--- RECORDS SUPPLIED ---

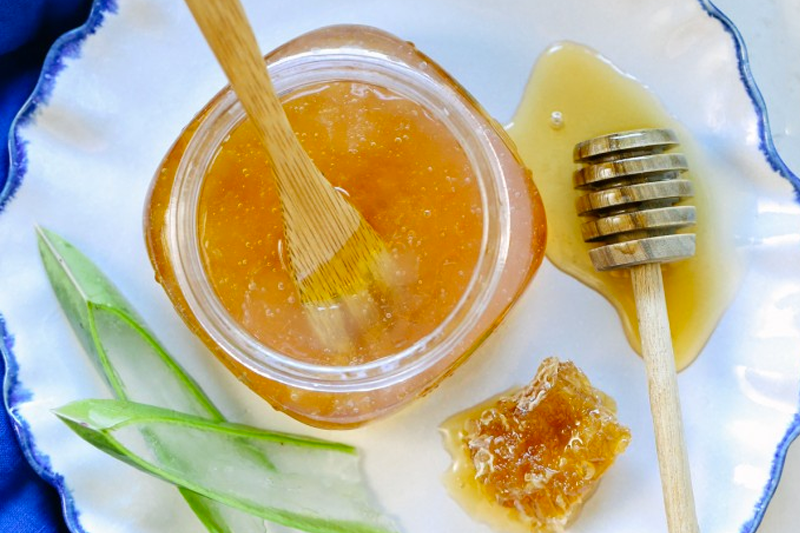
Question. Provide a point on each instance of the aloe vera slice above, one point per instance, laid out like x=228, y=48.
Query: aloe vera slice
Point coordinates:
x=132, y=361
x=314, y=485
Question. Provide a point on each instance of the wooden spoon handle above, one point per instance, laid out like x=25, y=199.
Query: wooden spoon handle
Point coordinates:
x=673, y=461
x=225, y=26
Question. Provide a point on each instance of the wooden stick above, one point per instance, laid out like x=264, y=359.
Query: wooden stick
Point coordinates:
x=673, y=461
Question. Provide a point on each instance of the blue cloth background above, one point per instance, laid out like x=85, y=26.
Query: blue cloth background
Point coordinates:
x=27, y=30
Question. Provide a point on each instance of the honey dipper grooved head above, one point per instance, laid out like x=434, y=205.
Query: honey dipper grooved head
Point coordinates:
x=632, y=187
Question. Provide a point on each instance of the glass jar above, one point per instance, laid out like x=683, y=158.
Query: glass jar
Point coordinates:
x=509, y=240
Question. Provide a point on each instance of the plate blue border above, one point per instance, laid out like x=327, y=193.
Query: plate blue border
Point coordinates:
x=69, y=46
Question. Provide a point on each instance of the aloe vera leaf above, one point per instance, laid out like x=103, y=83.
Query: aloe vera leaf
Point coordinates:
x=315, y=485
x=132, y=361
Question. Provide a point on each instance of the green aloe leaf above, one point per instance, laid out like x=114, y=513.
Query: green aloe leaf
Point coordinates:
x=313, y=485
x=132, y=361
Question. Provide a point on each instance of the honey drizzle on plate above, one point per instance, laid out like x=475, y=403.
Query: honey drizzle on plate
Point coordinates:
x=575, y=94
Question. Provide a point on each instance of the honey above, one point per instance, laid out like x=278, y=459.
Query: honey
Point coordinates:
x=434, y=175
x=528, y=460
x=409, y=177
x=574, y=94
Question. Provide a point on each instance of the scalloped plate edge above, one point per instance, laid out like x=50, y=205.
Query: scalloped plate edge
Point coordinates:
x=69, y=46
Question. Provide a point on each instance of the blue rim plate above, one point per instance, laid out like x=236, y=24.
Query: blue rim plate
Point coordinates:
x=116, y=92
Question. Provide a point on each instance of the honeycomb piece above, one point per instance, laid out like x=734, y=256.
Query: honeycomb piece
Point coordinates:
x=540, y=452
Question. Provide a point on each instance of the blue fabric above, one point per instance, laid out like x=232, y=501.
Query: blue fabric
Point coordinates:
x=27, y=30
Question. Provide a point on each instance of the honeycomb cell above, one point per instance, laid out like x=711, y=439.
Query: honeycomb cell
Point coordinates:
x=535, y=455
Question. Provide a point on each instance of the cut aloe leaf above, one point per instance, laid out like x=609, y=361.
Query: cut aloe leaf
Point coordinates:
x=313, y=485
x=131, y=360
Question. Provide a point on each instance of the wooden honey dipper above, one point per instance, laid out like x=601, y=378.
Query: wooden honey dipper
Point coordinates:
x=632, y=186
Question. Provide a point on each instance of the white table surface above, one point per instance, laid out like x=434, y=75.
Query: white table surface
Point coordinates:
x=771, y=30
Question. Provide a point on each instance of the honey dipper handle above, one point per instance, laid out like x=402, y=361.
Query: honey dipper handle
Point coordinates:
x=320, y=219
x=673, y=461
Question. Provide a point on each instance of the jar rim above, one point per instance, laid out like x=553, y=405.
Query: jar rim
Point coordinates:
x=423, y=84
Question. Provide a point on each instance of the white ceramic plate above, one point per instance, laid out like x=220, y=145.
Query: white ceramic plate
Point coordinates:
x=115, y=94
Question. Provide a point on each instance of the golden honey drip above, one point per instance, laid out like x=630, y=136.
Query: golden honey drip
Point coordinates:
x=574, y=94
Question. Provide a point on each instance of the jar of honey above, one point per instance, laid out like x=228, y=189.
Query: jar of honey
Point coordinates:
x=431, y=172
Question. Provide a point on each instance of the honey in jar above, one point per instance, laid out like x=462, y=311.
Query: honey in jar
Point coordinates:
x=435, y=177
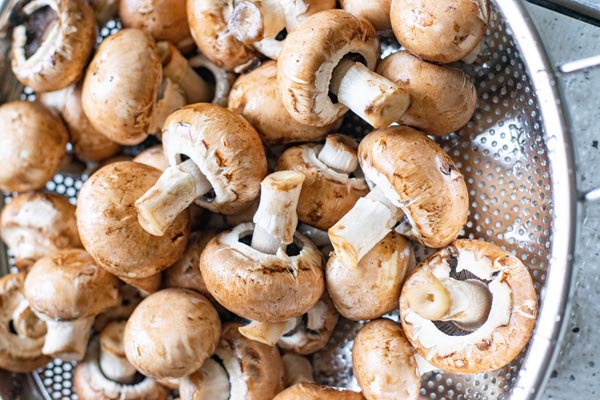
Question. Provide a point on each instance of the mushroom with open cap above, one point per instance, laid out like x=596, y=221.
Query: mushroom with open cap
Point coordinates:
x=484, y=293
x=316, y=61
x=67, y=290
x=172, y=333
x=384, y=364
x=52, y=42
x=225, y=164
x=21, y=347
x=440, y=31
x=240, y=369
x=26, y=128
x=331, y=187
x=418, y=191
x=34, y=225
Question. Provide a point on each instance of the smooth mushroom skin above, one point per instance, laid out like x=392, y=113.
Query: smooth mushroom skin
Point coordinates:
x=27, y=128
x=20, y=351
x=52, y=44
x=510, y=321
x=34, y=225
x=255, y=96
x=441, y=32
x=384, y=364
x=108, y=226
x=372, y=288
x=171, y=333
x=437, y=112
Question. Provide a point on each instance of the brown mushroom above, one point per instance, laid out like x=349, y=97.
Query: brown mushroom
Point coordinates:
x=418, y=191
x=28, y=127
x=108, y=226
x=316, y=61
x=52, y=42
x=483, y=293
x=67, y=290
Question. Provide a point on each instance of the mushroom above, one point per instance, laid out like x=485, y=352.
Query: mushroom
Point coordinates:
x=384, y=364
x=441, y=32
x=273, y=277
x=372, y=288
x=107, y=223
x=34, y=225
x=124, y=94
x=316, y=60
x=331, y=187
x=256, y=96
x=28, y=127
x=21, y=346
x=67, y=290
x=469, y=308
x=225, y=164
x=172, y=333
x=52, y=42
x=240, y=369
x=418, y=191
x=437, y=112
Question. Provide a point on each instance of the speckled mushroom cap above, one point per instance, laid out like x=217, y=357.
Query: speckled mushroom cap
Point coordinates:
x=109, y=228
x=171, y=333
x=309, y=56
x=372, y=288
x=36, y=224
x=260, y=286
x=384, y=364
x=19, y=352
x=208, y=24
x=437, y=112
x=225, y=147
x=26, y=128
x=440, y=31
x=420, y=178
x=256, y=96
x=510, y=321
x=52, y=45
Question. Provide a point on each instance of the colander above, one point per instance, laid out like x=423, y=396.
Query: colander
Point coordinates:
x=517, y=158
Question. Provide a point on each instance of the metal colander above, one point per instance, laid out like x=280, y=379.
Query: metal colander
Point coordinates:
x=517, y=160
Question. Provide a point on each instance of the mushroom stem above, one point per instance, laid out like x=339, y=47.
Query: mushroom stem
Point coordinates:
x=174, y=191
x=276, y=218
x=372, y=97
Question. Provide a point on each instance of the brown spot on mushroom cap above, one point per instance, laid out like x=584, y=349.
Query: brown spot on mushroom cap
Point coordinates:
x=109, y=228
x=26, y=128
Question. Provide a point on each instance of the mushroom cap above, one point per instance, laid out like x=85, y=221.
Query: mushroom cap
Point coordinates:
x=26, y=128
x=121, y=86
x=18, y=353
x=62, y=48
x=326, y=195
x=208, y=24
x=262, y=287
x=33, y=225
x=372, y=288
x=442, y=99
x=384, y=364
x=509, y=324
x=309, y=56
x=109, y=228
x=440, y=31
x=255, y=95
x=171, y=333
x=225, y=147
x=68, y=285
x=417, y=176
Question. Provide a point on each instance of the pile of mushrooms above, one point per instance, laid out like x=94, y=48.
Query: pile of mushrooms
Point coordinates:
x=218, y=261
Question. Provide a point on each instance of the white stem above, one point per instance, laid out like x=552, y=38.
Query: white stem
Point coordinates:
x=174, y=191
x=374, y=98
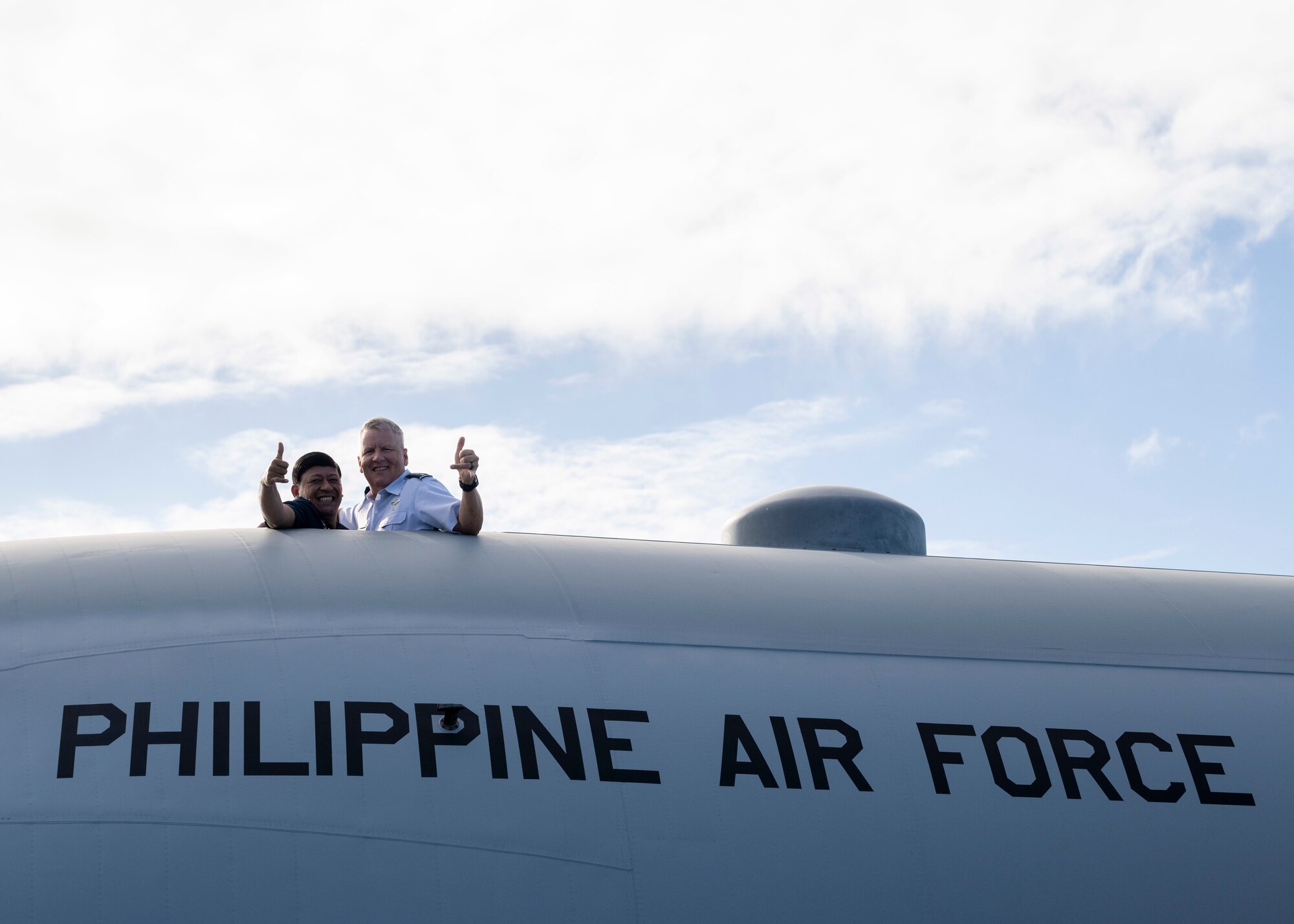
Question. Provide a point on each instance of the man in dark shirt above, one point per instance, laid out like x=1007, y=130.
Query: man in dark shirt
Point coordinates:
x=316, y=494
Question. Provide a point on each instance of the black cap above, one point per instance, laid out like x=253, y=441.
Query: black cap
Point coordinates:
x=313, y=461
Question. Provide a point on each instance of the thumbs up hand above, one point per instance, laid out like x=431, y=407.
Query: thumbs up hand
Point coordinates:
x=278, y=470
x=465, y=463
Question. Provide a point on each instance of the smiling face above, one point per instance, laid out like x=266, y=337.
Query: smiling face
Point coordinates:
x=382, y=457
x=322, y=486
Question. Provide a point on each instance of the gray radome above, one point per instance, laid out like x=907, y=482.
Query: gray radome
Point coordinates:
x=830, y=517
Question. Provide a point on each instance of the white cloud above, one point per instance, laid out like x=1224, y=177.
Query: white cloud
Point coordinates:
x=68, y=518
x=1257, y=432
x=953, y=407
x=970, y=549
x=274, y=196
x=972, y=438
x=1145, y=558
x=948, y=459
x=680, y=485
x=1150, y=452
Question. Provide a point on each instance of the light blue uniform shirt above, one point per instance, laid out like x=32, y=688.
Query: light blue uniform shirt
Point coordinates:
x=406, y=504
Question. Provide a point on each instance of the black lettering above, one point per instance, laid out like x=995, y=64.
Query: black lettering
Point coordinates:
x=786, y=754
x=938, y=759
x=323, y=738
x=71, y=740
x=187, y=738
x=1042, y=780
x=495, y=737
x=425, y=718
x=1203, y=771
x=253, y=764
x=736, y=734
x=1170, y=794
x=356, y=737
x=1067, y=763
x=843, y=754
x=604, y=746
x=221, y=740
x=529, y=728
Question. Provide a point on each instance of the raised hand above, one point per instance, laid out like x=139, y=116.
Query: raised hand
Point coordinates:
x=278, y=470
x=465, y=463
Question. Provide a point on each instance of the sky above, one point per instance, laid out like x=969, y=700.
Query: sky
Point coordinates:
x=1025, y=267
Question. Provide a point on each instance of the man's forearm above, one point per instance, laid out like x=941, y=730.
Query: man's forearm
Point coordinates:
x=472, y=514
x=278, y=514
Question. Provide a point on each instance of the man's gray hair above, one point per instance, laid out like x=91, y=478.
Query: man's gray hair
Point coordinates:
x=382, y=424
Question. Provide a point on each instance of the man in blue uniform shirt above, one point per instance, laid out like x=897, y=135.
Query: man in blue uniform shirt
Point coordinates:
x=316, y=494
x=398, y=499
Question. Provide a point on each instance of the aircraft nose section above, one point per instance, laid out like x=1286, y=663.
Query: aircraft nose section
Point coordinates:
x=830, y=518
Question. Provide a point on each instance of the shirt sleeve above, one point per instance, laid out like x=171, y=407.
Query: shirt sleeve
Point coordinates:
x=435, y=507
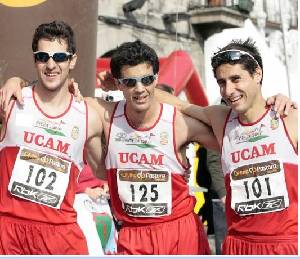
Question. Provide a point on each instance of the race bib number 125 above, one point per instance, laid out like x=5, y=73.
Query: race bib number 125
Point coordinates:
x=145, y=193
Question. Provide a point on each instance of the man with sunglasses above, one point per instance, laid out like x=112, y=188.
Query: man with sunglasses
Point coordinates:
x=42, y=153
x=259, y=155
x=144, y=160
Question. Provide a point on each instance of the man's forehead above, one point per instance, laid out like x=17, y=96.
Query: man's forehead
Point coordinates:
x=137, y=70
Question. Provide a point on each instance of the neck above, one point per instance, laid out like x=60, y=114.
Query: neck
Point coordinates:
x=52, y=102
x=255, y=112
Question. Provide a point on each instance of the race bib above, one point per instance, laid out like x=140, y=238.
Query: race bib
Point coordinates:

---

_WORK ITEM_.
A bare number is expected: how many lines above contain the word "grooved"?

_ANSWER SECTION_.
2